TASK TO CARRY OUT: Would you quote the material below in full and unchanged?

LISTED RECORDS:
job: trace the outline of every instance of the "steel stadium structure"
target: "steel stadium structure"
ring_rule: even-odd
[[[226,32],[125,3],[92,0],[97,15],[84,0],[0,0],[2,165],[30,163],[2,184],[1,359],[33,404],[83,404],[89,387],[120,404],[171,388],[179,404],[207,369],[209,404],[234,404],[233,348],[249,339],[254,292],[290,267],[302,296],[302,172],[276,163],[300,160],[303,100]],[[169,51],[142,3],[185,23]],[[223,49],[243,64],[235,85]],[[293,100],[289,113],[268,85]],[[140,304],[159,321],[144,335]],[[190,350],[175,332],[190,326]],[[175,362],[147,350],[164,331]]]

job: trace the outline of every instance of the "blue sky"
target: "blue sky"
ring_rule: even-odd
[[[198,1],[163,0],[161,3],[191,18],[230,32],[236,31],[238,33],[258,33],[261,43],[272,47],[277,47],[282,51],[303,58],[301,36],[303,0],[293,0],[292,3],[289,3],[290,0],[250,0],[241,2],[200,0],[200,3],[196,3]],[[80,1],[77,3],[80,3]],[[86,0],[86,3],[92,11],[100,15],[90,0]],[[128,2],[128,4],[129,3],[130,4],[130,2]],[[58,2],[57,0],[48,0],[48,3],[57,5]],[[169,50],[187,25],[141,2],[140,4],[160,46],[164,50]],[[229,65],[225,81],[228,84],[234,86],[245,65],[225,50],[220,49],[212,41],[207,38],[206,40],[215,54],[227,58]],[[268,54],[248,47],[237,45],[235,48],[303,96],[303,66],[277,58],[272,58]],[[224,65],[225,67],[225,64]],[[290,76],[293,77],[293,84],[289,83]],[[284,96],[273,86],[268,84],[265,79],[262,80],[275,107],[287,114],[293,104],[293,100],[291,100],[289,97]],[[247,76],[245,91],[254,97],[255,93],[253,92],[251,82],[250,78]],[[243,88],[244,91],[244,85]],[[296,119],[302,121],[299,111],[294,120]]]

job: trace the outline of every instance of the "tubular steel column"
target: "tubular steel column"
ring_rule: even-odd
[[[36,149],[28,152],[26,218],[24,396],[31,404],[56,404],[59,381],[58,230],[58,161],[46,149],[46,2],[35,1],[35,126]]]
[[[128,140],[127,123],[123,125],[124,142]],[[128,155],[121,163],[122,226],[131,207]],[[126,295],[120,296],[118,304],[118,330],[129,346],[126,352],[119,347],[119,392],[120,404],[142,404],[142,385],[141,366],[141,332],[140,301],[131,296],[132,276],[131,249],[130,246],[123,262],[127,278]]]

RESPONSE TO THE EXERCISE:
job: trace the outline of every instance of the "steel stadium structure"
target: "steel stadium structure"
ring_rule: even-odd
[[[226,32],[125,3],[92,0],[97,15],[84,0],[0,0],[2,165],[30,163],[2,184],[1,359],[33,404],[83,404],[89,387],[120,404],[171,388],[179,404],[207,369],[209,404],[234,404],[233,348],[249,339],[254,292],[290,267],[302,296],[302,172],[276,163],[300,160],[303,100]],[[169,51],[142,3],[185,23]],[[223,49],[243,64],[235,85]],[[293,100],[289,113],[268,85]],[[140,304],[159,321],[144,335]],[[190,350],[175,332],[190,326]],[[175,362],[147,350],[164,331]]]

job: trace the outline of every instance of the "blue sky"
target: "blue sky"
ring_rule: even-odd
[[[198,1],[163,0],[161,3],[191,18],[230,32],[236,31],[238,33],[258,33],[261,43],[272,47],[277,47],[282,51],[303,58],[301,36],[303,0],[293,0],[292,3],[289,3],[290,0],[250,0],[241,2],[200,0],[200,3],[196,3]],[[80,1],[77,3],[80,3]],[[86,0],[86,3],[92,11],[100,15],[90,0]],[[128,2],[128,4],[129,3],[130,4],[130,2]],[[58,2],[57,0],[48,0],[48,3],[57,5]],[[169,50],[187,25],[141,2],[140,4],[160,46],[164,50]],[[229,65],[225,81],[228,84],[234,86],[245,65],[225,50],[220,49],[212,41],[207,38],[206,40],[215,54],[227,58]],[[268,54],[248,47],[237,45],[235,48],[303,96],[303,66],[277,58],[272,58]],[[224,65],[225,67],[225,64]],[[290,76],[293,77],[293,84],[289,83]],[[284,96],[273,86],[268,84],[265,79],[262,80],[275,107],[287,114],[293,104],[293,100],[291,100],[289,97]],[[247,76],[245,91],[254,97],[255,93],[253,92],[251,82],[250,78]],[[243,88],[244,91],[244,85]],[[296,119],[302,121],[299,111],[294,120]]]

job: trace the outline of every instance of the "tubular steel column"
target: "tubular steel column"
ring_rule: even-odd
[[[36,149],[28,152],[26,218],[24,396],[31,404],[56,404],[59,381],[58,230],[58,161],[46,149],[46,2],[35,1],[35,126]]]
[[[128,140],[127,123],[123,125],[124,142]],[[128,155],[121,163],[122,226],[131,207]],[[126,295],[120,296],[118,304],[118,330],[129,346],[126,352],[119,347],[119,392],[120,404],[142,404],[142,385],[141,366],[141,332],[140,301],[131,296],[132,276],[131,249],[130,246],[123,262],[127,278]]]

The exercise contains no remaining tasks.